# DOCUMENT
|---|

Jul 12, 2018 03:09 PM
Author: Damian Deguara
Professional racing analyst reveals the road to profits
Most of us feel the need to spruik a winning day on the punt because they're that tough to come by. Lo and behold if we string a few winning days together, we're blasting everyone's ears off. It's a just reward for climbing one of the biggest mountains in town - defeating the bookies.
For the minority of horse racing fans who make a living out of giving advice, profits like these are an expectation rather than a luxury, and everything that is said or written by these fearless few, is scrutinized by the endless list of critics in the punters market.
When you string seven profitable days together from your last ten, and show a profit over 30, 60, 90, 180 and 365 days, you've certainly earned the right to be called a 'pro', and the respect of punters everywhere. That sort of performance isn't a fluke and it isn't just good. It's something far better.
These tipping profit statistics are attached to one of the busiest and most successful form analysts in Australia, Chris Nelson. After speaking with Chris this week, we learned just how much effort and dedication it takes to rise above the resourceful bookmakers to beat the odds, and ultimately make a profit.
The grind of racing analysis
In an age where racing information is readily available for everyone to access free of charge, punters are demanding top results from racing experts in the media. Driven by that expectation, Nelson follows a tireless schedule of review and analysis to deliver his freakish profit results.
Amongst his busy schedule of radio segments with RSN Racing, RadioTab, TAB Radio WA, and his racing commentary and tips for Best Bets and other racing media sites, Nelson has to cover a lot of ground to deliver his expert advice. He gets through:
- detailed video analysis;
- time ratings for each race reviewed;
- trial reviews;
- updates to his sophisticated black book system; and
- constructing detailed speed maps for each race that he assesses.
Chris Nelson meets with one of his fans, Miss Universe Australia 2004, Jennifer Hawkins.
While most professional punters have the luxury of late market information, like race day track conditions, scratchings and their effect on speed maps and late market moves, most of Nelson's comments and tips are posted 72 hours before the first race jumps. These restrictions are imposed on the Queensland form analyst to meet editorial deadlines for the Best Bets printed version of the betting magazine.
Successful habits breeds results
All that work takes time. Nelson can spend anywhere from 3-4 hours for each race meeting that he looks at in addition to countless more hours that he spends reviewing past meetings across Queensland. It's these countless hours of video review to produce accurate time ratings, that Nelson attributes to his success.

|---|

# RECORDED INFORMATION
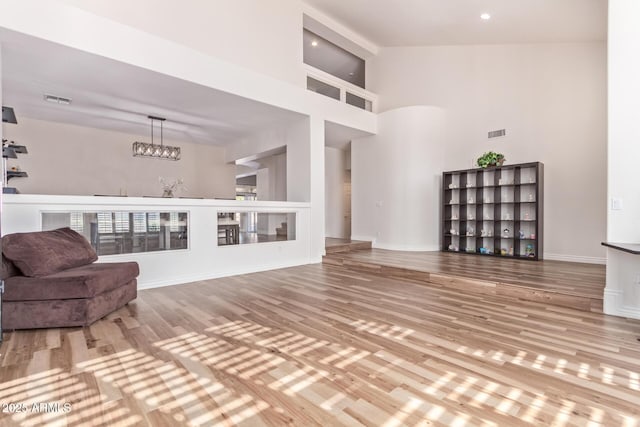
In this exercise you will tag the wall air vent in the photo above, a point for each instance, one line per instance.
(497, 133)
(8, 115)
(57, 99)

|---|

# PROBLEMS AND TASKS
• a. List each piece of work the article on Chris Nelson says he gets through to deliver his expert advice.
• b. Write out everything in the article on Chris Nelson from "Amongst his busy" down to "2004, Jennifer Hawkins.".
The material comes from a separate source unrelated to the article on Chris Nelson.

# ANSWERS TO THE TASKS
• a.
- detailed video analysis
- time ratings for each race reviewed
- trial reviews
- updates to his sophisticated black book system
- constructing detailed speed maps for each race that he assesses

• b.
Amongst his busy schedule of radio segments with RSN Racing, RadioTab, TAB Radio WA, and his racing commentary and tips for Best Bets and other racing media sites, Nelson has to cover a lot of ground to deliver his expert advice. He gets through:
- detailed video analysis;
- time ratings for each race reviewed;
- trial reviews;
- updates to his sophisticated black book system; and
- constructing detailed speed maps for each race that he assesses.
Chris Nelson meets with one of his fans, Miss Universe Australia 2004, Jennifer Hawkins.